(Material for this task)
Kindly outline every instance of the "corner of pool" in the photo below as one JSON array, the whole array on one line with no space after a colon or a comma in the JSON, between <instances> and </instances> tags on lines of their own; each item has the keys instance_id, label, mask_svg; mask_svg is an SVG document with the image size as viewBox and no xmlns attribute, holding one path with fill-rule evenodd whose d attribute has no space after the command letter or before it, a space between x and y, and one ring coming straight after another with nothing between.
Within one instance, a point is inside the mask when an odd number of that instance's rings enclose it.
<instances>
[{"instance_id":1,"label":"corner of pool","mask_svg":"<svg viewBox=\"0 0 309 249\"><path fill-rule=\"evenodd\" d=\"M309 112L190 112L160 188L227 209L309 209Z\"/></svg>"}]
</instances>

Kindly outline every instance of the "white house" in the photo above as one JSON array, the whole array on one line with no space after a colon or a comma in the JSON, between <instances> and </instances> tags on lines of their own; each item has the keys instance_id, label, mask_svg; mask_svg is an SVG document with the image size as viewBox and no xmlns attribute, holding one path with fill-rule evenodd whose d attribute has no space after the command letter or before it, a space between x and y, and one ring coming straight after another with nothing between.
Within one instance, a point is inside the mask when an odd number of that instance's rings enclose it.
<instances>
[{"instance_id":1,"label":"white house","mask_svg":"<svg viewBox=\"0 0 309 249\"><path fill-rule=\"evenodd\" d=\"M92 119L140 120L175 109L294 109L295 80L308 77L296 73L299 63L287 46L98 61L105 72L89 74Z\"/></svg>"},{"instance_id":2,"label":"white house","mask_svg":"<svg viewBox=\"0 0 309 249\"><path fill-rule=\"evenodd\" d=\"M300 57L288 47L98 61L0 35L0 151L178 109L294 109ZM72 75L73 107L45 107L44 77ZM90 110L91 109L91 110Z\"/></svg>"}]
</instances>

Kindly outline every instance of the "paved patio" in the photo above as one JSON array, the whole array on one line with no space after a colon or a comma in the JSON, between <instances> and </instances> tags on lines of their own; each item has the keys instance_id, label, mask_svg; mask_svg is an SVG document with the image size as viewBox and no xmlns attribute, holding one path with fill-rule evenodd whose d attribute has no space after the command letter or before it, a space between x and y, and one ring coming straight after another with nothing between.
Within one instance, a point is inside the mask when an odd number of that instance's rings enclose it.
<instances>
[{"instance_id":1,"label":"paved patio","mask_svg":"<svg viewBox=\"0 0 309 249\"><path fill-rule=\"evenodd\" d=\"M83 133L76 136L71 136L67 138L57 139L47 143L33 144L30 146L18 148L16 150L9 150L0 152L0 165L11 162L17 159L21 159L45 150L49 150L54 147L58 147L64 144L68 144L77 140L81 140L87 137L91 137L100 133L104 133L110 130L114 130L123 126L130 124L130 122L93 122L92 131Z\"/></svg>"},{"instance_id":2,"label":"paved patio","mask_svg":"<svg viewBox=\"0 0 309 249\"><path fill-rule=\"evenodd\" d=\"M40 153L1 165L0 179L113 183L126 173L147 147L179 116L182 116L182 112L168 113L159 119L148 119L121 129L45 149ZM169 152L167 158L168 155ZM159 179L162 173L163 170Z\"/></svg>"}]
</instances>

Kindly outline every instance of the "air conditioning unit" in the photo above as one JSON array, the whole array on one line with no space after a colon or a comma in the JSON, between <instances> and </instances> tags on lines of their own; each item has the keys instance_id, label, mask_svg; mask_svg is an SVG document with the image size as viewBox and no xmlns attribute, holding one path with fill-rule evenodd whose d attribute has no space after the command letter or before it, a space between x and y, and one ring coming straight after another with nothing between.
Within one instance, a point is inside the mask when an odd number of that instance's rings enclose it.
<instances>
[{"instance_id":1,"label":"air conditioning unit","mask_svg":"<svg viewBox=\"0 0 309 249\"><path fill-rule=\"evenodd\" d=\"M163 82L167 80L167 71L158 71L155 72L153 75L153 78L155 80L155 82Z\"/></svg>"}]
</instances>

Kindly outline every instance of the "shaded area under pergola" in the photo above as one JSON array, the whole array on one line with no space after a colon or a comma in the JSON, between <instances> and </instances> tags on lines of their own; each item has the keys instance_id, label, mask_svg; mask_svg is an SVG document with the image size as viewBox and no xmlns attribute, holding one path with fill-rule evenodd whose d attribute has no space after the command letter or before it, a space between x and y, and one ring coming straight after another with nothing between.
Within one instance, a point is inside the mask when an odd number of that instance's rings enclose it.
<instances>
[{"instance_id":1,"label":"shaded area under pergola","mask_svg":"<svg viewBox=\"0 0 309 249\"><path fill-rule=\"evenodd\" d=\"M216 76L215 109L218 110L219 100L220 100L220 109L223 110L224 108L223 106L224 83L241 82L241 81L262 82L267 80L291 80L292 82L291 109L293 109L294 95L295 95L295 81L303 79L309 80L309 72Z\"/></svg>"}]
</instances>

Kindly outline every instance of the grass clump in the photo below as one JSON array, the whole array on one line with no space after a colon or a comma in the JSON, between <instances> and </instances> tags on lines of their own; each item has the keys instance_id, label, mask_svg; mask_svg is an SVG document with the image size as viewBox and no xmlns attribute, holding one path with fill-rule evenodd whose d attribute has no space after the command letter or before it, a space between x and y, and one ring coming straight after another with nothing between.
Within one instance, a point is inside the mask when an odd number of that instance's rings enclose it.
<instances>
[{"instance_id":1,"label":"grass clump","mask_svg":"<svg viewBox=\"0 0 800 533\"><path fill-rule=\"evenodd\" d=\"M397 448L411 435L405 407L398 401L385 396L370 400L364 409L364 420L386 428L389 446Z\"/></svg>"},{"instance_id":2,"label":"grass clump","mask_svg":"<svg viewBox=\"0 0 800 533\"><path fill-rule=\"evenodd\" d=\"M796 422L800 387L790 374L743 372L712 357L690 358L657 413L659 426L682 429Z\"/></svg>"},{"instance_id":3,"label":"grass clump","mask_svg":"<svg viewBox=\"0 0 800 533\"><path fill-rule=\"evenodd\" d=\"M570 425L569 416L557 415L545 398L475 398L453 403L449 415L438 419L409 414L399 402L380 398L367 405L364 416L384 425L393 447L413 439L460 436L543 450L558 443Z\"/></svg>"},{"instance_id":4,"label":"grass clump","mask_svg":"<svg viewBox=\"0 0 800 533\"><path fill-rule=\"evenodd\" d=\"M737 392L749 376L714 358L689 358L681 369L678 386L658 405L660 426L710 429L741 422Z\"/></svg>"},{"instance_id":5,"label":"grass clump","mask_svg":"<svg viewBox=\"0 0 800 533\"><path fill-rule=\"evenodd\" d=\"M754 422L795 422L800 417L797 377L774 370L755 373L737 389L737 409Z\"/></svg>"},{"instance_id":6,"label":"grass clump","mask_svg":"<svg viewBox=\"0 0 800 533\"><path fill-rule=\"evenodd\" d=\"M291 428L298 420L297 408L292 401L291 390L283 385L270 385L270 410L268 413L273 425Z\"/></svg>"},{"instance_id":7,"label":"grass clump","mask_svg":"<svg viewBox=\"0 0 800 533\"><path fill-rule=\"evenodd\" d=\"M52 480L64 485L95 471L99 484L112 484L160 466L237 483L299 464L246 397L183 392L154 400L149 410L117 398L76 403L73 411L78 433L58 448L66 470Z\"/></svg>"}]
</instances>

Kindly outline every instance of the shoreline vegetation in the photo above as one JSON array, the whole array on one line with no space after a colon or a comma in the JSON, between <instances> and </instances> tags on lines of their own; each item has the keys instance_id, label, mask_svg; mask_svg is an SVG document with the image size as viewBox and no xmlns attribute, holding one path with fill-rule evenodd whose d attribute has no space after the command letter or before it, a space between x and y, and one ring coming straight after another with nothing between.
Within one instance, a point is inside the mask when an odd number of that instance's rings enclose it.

(Activity)
The records above must be retyped in full, exactly as written.

(Response)
Kindly outline every instance of the "corner of pool" in the photo below as one JSON array, the whole array on one line with no space after a colon or a comma in the JSON, between <instances> and </instances> tags on lines of their own; each item has the keys instance_id, label, mask_svg; mask_svg is an SVG document with the image size as viewBox and no xmlns attribute, holding one path with fill-rule evenodd whose d attribute has no space after the command letter or before it, a space between x and y, and one ring coming straight after another with nothing between.
Within one instance, a point is inside the mask when an odd number of that instance's rings enclose it.
<instances>
[{"instance_id":1,"label":"corner of pool","mask_svg":"<svg viewBox=\"0 0 309 249\"><path fill-rule=\"evenodd\" d=\"M309 112L190 112L160 188L227 209L309 209Z\"/></svg>"}]
</instances>

Kindly outline every instance of the "white house" in the photo above as one JSON array, the whole array on one line with no space after a colon or a comma in the JSON, between <instances> and </instances> tags on lines of their own; each item has the keys instance_id, label, mask_svg; mask_svg is an SVG document with the image size as viewBox and no xmlns attribute, holding one path with fill-rule evenodd whose d attribute has no space after the command letter or before it, a space between x and y, and one ring coming straight after another with nothing between.
Within one instance, a point is inside the mask when an odd number of that instance's rings enclose it.
<instances>
[{"instance_id":1,"label":"white house","mask_svg":"<svg viewBox=\"0 0 309 249\"><path fill-rule=\"evenodd\" d=\"M92 119L140 120L175 109L294 109L295 80L308 77L296 73L299 63L287 46L98 61L105 72L89 74Z\"/></svg>"},{"instance_id":2,"label":"white house","mask_svg":"<svg viewBox=\"0 0 309 249\"><path fill-rule=\"evenodd\" d=\"M300 57L288 47L98 61L0 35L0 151L178 109L294 109ZM72 75L73 107L45 107L44 77ZM90 110L91 109L91 110Z\"/></svg>"}]
</instances>

Kindly outline every instance of the "paved patio" in the photo above as one JSON array, the whole array on one line with no space after a colon or a comma in the JSON, between <instances> and </instances> tags on lines of their own; each item has the keys instance_id, label, mask_svg; mask_svg is an SVG document with the image size as viewBox and no xmlns attribute, holding one path with fill-rule evenodd whose d attribute has no space after the command letter or before it, a space between x and y, and one ring coming straight after another with nothing between.
Within one instance, a point is inside the mask when an odd number of that instance's rings enclose it.
<instances>
[{"instance_id":1,"label":"paved patio","mask_svg":"<svg viewBox=\"0 0 309 249\"><path fill-rule=\"evenodd\" d=\"M83 133L76 136L71 136L67 138L57 139L47 143L33 144L30 146L18 148L16 150L9 150L0 152L0 165L11 162L17 159L21 159L45 150L49 150L54 147L58 147L64 144L68 144L77 140L81 140L87 137L91 137L100 133L104 133L110 130L114 130L123 126L130 124L130 122L93 122L92 131Z\"/></svg>"},{"instance_id":2,"label":"paved patio","mask_svg":"<svg viewBox=\"0 0 309 249\"><path fill-rule=\"evenodd\" d=\"M40 153L1 165L0 179L113 183L126 173L147 147L179 116L182 116L182 112L168 113L159 119L148 119L121 129L45 149ZM169 152L167 158L168 155ZM159 179L162 173L163 170Z\"/></svg>"}]
</instances>

Kindly outline every instance of the "air conditioning unit" in the photo above as one JSON array, the whole array on one line with no space after a colon or a comma in the JSON, between <instances> and </instances> tags on lines of their own; each item has the keys instance_id, label, mask_svg; mask_svg is an SVG document with the image size as viewBox and no xmlns attribute, holding one path with fill-rule evenodd whose d attribute has no space after the command letter or before it, a space between x and y, and one ring coming straight after another with nothing between.
Within one instance, a point is inside the mask when an odd number of that instance's rings enclose it.
<instances>
[{"instance_id":1,"label":"air conditioning unit","mask_svg":"<svg viewBox=\"0 0 309 249\"><path fill-rule=\"evenodd\" d=\"M163 82L167 80L167 71L158 71L155 72L153 75L153 78L155 80L155 82Z\"/></svg>"}]
</instances>

Kindly outline every instance of the "shaded area under pergola" in the photo above as one JSON array, the whole array on one line with no space after a colon or a comma in the JSON, between <instances> and </instances> tags on lines of their own; each item has the keys instance_id, label, mask_svg; mask_svg is an SVG document with the image size as viewBox and no xmlns attribute, holding one path with fill-rule evenodd whose d attribute has no space after the command letter or before it, a space between x and y, and one ring coming straight after another with nothing between.
Within one instance, a point is inside the mask when an odd number of that instance's rings enclose it.
<instances>
[{"instance_id":1,"label":"shaded area under pergola","mask_svg":"<svg viewBox=\"0 0 309 249\"><path fill-rule=\"evenodd\" d=\"M216 76L215 109L218 110L219 100L220 100L220 109L223 110L224 108L223 106L224 83L241 82L241 81L262 82L267 80L291 80L292 82L291 109L293 109L294 95L295 95L295 81L303 79L309 80L309 72Z\"/></svg>"}]
</instances>

Kindly outline every instance of the grass clump in the photo below as one JSON array, the whole array on one line with no space after a colon or a comma in the JSON, between <instances> and </instances> tags on lines of their own; each item has the keys instance_id, label, mask_svg; mask_svg is an SVG document with the image size as viewBox and no xmlns attribute, holding one path with fill-rule evenodd whose d attribute has no space after the command letter or before it, a space between x and y, and one ring coming straight after another with nothing between.
Within one instance, a point is inside the mask when an odd number of that instance's rings enclose it.
<instances>
[{"instance_id":1,"label":"grass clump","mask_svg":"<svg viewBox=\"0 0 800 533\"><path fill-rule=\"evenodd\" d=\"M397 448L411 435L405 407L398 401L385 396L370 400L364 409L364 420L386 428L389 446Z\"/></svg>"},{"instance_id":2,"label":"grass clump","mask_svg":"<svg viewBox=\"0 0 800 533\"><path fill-rule=\"evenodd\" d=\"M796 422L800 387L790 374L743 372L712 357L690 358L657 413L659 426L682 429Z\"/></svg>"},{"instance_id":3,"label":"grass clump","mask_svg":"<svg viewBox=\"0 0 800 533\"><path fill-rule=\"evenodd\" d=\"M570 425L569 416L557 415L545 398L475 398L453 403L449 415L438 419L409 414L399 402L380 398L367 405L364 416L384 425L393 447L413 439L460 436L543 450L558 443Z\"/></svg>"},{"instance_id":4,"label":"grass clump","mask_svg":"<svg viewBox=\"0 0 800 533\"><path fill-rule=\"evenodd\" d=\"M737 392L749 376L714 358L689 358L681 369L678 386L658 405L660 426L710 429L741 422Z\"/></svg>"},{"instance_id":5,"label":"grass clump","mask_svg":"<svg viewBox=\"0 0 800 533\"><path fill-rule=\"evenodd\" d=\"M754 422L795 422L800 417L797 377L774 370L755 373L737 389L737 409Z\"/></svg>"},{"instance_id":6,"label":"grass clump","mask_svg":"<svg viewBox=\"0 0 800 533\"><path fill-rule=\"evenodd\" d=\"M291 428L298 420L297 408L292 401L291 390L283 385L270 385L270 410L268 413L273 425Z\"/></svg>"},{"instance_id":7,"label":"grass clump","mask_svg":"<svg viewBox=\"0 0 800 533\"><path fill-rule=\"evenodd\" d=\"M52 480L64 485L95 471L99 484L112 484L160 466L237 483L299 464L246 397L183 392L154 400L149 410L117 398L76 403L73 411L78 433L58 448L66 470Z\"/></svg>"}]
</instances>

Kindly outline every instance of the shoreline vegetation in the photo above as one JSON array, the whole array on one line with no space after a colon or a comma in the JSON, between <instances> and </instances> tags on lines of their own; each item has the keys instance_id, label, mask_svg; mask_svg is an SVG document with the image size as viewBox and no xmlns attribute, holding one path with fill-rule evenodd whose d attribute has no space after the command letter or before it, a space between x and y, and one ring coming straight after another with nothing between.
Within one instance, a point is inside the mask when an odd number of that instance's rings enclose it.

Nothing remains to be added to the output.